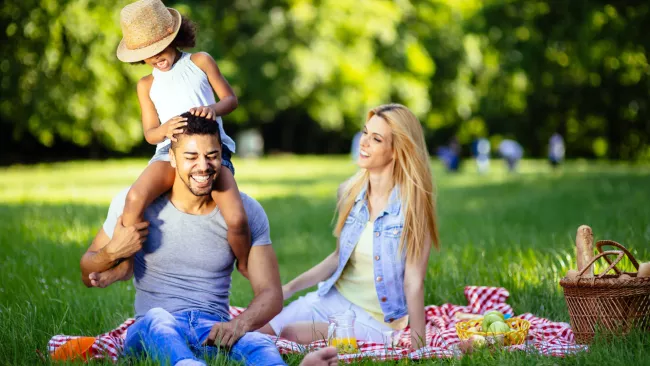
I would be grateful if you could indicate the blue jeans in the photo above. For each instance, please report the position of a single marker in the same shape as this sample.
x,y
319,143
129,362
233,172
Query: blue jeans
x,y
167,337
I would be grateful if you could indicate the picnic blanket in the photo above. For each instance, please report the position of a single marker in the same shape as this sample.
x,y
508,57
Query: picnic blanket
x,y
544,337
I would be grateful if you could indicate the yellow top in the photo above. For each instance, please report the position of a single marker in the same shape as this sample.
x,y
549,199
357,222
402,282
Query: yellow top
x,y
357,282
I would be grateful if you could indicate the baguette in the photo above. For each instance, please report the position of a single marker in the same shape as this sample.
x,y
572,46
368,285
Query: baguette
x,y
585,249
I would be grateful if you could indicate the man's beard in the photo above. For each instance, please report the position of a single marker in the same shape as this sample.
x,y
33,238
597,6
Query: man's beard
x,y
203,191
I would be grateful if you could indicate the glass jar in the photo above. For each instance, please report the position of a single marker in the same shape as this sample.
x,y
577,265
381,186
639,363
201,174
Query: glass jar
x,y
340,332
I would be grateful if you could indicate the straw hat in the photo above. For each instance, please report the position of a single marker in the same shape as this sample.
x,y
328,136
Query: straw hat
x,y
148,27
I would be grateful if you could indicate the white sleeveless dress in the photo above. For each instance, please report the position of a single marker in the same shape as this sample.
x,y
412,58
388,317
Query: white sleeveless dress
x,y
175,91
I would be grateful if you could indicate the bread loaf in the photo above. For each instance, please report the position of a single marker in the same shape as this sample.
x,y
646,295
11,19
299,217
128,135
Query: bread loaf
x,y
585,249
644,270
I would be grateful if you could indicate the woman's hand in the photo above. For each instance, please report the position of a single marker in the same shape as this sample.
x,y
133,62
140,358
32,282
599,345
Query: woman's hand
x,y
174,127
206,111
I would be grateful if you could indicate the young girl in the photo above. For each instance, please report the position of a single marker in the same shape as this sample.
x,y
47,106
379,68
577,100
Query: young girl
x,y
179,82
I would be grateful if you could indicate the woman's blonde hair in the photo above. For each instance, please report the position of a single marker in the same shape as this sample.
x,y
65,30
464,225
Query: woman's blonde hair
x,y
411,172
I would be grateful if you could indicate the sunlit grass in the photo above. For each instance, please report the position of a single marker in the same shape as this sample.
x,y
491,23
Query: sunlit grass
x,y
510,230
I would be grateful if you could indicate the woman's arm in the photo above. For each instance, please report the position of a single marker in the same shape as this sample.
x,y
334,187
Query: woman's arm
x,y
313,276
414,275
227,98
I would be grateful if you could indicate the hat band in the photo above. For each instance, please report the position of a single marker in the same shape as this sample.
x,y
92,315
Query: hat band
x,y
149,42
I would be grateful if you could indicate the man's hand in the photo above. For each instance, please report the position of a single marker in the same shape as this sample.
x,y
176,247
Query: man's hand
x,y
127,241
121,272
206,111
226,334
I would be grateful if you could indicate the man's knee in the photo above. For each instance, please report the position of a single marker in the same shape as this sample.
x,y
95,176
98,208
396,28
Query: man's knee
x,y
158,317
254,340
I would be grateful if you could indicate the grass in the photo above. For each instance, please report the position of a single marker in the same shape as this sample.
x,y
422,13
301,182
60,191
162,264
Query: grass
x,y
514,231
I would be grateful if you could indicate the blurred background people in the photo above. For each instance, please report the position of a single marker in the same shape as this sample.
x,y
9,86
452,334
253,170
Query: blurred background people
x,y
511,151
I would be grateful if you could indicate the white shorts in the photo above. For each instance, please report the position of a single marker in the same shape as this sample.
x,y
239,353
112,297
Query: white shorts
x,y
313,308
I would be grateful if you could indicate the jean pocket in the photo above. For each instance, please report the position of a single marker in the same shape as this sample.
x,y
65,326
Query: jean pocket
x,y
393,231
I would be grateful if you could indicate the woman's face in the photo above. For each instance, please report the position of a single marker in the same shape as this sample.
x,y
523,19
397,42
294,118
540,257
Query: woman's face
x,y
375,145
164,60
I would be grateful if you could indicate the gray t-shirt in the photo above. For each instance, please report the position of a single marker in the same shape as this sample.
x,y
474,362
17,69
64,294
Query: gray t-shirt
x,y
186,262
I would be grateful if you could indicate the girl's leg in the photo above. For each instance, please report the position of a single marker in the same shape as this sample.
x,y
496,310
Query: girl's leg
x,y
304,332
156,179
226,195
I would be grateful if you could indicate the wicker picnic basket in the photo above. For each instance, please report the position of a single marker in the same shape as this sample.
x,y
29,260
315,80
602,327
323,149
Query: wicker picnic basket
x,y
606,302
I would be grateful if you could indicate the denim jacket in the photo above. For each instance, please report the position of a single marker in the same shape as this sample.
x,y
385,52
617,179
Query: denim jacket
x,y
389,262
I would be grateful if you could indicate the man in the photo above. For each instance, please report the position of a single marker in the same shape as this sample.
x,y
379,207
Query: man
x,y
183,269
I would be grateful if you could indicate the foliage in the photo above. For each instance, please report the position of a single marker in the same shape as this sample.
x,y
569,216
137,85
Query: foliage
x,y
514,231
503,68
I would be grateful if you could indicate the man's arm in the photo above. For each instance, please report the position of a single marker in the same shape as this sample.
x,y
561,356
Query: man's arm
x,y
104,252
264,277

__TASK OBJECTIVE__. Replace "marker" with "dot" everywhere it occurs in the lines above, leaving everything else as it is. Leave the pictures out of your answer.

__SOLUTION BELOW__.
I would be grateful if you could indicate the blue jeans in the photo above. For each instance, please report the position of a single dot in the same shape as this sample.
x,y
319,143
129,362
233,172
Query: blue jeans
x,y
167,337
I would be grateful if you could indicate the picnic blanket in the photo above. For each instance, please report the position of a single dot in the same shape as this sample.
x,y
508,57
Query: picnic blanket
x,y
544,337
I would be grateful if you could indicate the yellow top in the photo above. For each instance, please report the position of a single dot in the same shape as this sample.
x,y
549,199
357,222
402,282
Query: yellow top
x,y
357,282
I would be grateful if you could indicate the baguette in the photo above. For each instance, please report the position of a single dot in the same shape as this sample.
x,y
572,46
368,285
Query: baguette
x,y
585,249
I would be grateful if you could indicate the man's beard in the photo above. For each instance, please report the position of a single dot in the same shape as this sample.
x,y
33,238
597,6
Query: man's beard
x,y
203,191
I would be grateful if you could indicate the glass jar in the photo above. For each instance, please report the position of a single dot in the same shape as this sample.
x,y
577,265
381,186
639,363
201,174
Query: glass jar
x,y
340,332
I would be grateful if you could indicate the straw hat in the photo above. For each instance, please report the position of a single dot in the same shape as this sample.
x,y
328,136
Query: straw hat
x,y
148,27
I would be grateful if you could indicate the white sleeveless dress in the photo above. For each instance, please report the position of a single dot in the same shape as this sample.
x,y
412,58
388,317
Query: white sleeveless dress
x,y
175,91
I would be grateful if you could indicate the bread loaf in the photo above. For each instance, please report the position of a single dot in the same shape as this sample.
x,y
646,295
11,19
299,217
128,135
Query: bread loaf
x,y
585,249
644,270
I would be grateful if you could indicate the woman's hand in the photo above. For each instance, please report the position of a single dot in the same shape as this sample.
x,y
133,62
140,358
32,282
599,345
Query: woman's hand
x,y
174,127
206,111
I would be grateful if you could indicate the young girl in the photo above. For each instance, please report the position of a single dot in the same shape as this sample.
x,y
47,106
379,68
577,100
Query: young girl
x,y
179,82
I would be grateful if you could indicate the woman's blonde hair in the photo above. For each instance, please report the position of a single dot in the same shape as this sample.
x,y
65,30
464,225
Query: woman's blonde hair
x,y
411,172
I would be grateful if you could indicate the sunlit grass in the photo above. For each instance, please report the position of a single dot in the same shape as this sample.
x,y
491,23
Query: sunlit grass
x,y
510,230
I would be grateful if you could indicate the woman's arm in the photo above. For each instance, please report the position of a single dot in the same shape as this sample.
x,y
334,187
Query: woman's arm
x,y
313,276
414,275
227,98
I would be grateful if you could indicate the hat band in the photo above. For each instance, please report the position of a single dot in the same shape as this sample.
x,y
92,315
Query: hat band
x,y
149,42
I would be grateful if you could indicate the man's hand in the photo above. For each instance, please report the position of a single dot in the same shape as this sample.
x,y
176,247
Query: man's hand
x,y
127,241
121,272
206,111
226,334
I would be grateful if you could indicate the man's knee in the photo above. For each instance, please report the position of a single dot in the same shape as this sample.
x,y
95,176
98,208
396,28
Query: man's knee
x,y
158,317
254,340
I would be grateful if you could indicate the grass in the photo above. For each instance, please report the position of a single dot in the same shape as this sample.
x,y
422,13
301,182
60,191
162,264
Query: grass
x,y
514,231
I would be grateful if you could indicate the blurred background people in the photo above. For each instance, please report the position of a single dot in the same shape as this sample.
x,y
9,86
452,334
253,170
Query: blurred background people
x,y
511,151
I would be grateful if you could indicate the white shorts in the photo above. For each instance, please report the position of a single dot in the same shape as this sample.
x,y
239,353
112,297
Query: white shorts
x,y
313,308
I would be grateful if you could indicate the jean pocket in the photo above. For each instance, please report the position of a single dot in the same shape as this sample.
x,y
65,326
Query: jean pocket
x,y
393,231
I would be grateful if you could indicate the woman's face in the photo above. For each instance, please report the position of a single dot in the same shape as this sample.
x,y
523,19
397,42
294,118
540,257
Query: woman's face
x,y
375,145
164,60
I would be grateful if you could indicate the gray t-shirt in the photo above. For each instance, please report the position of a single dot in the same shape as this sample.
x,y
474,362
17,69
64,294
Query: gray t-shirt
x,y
186,262
I would be grateful if you could indicate the girl's leg in the photo above. For each instance, please report the position of a single dot in the same shape as this sample.
x,y
496,310
Query: girl's leg
x,y
304,332
156,179
226,195
I would be grateful if you could indicate the wicker picnic basket in the photo above. For each instance, please report the position of a single dot in the same shape as this sample.
x,y
29,260
315,80
602,327
323,149
Query: wicker picnic basket
x,y
606,302
I would be grateful if you could indicate the denim jacket in the photo above. For each instance, please report the position of a single dot in the same shape as this sample.
x,y
385,52
617,179
Query: denim jacket
x,y
389,262
I would be grateful if you could indicate the man in the photo above. For each instance, please report the position of a single dot in the same shape as this sample.
x,y
379,207
Query: man
x,y
183,269
I would be grateful if you could indicate the foliage in the photo above. For each instance, please report the position of a single dot in the same shape as this sample.
x,y
569,216
137,85
Query: foliage
x,y
514,231
503,68
I would be grateful if you could indicate the man's arm in the photo above. For each instance, please report the position of a single dot in the same shape as this sample.
x,y
561,356
Query: man's arm
x,y
104,252
264,277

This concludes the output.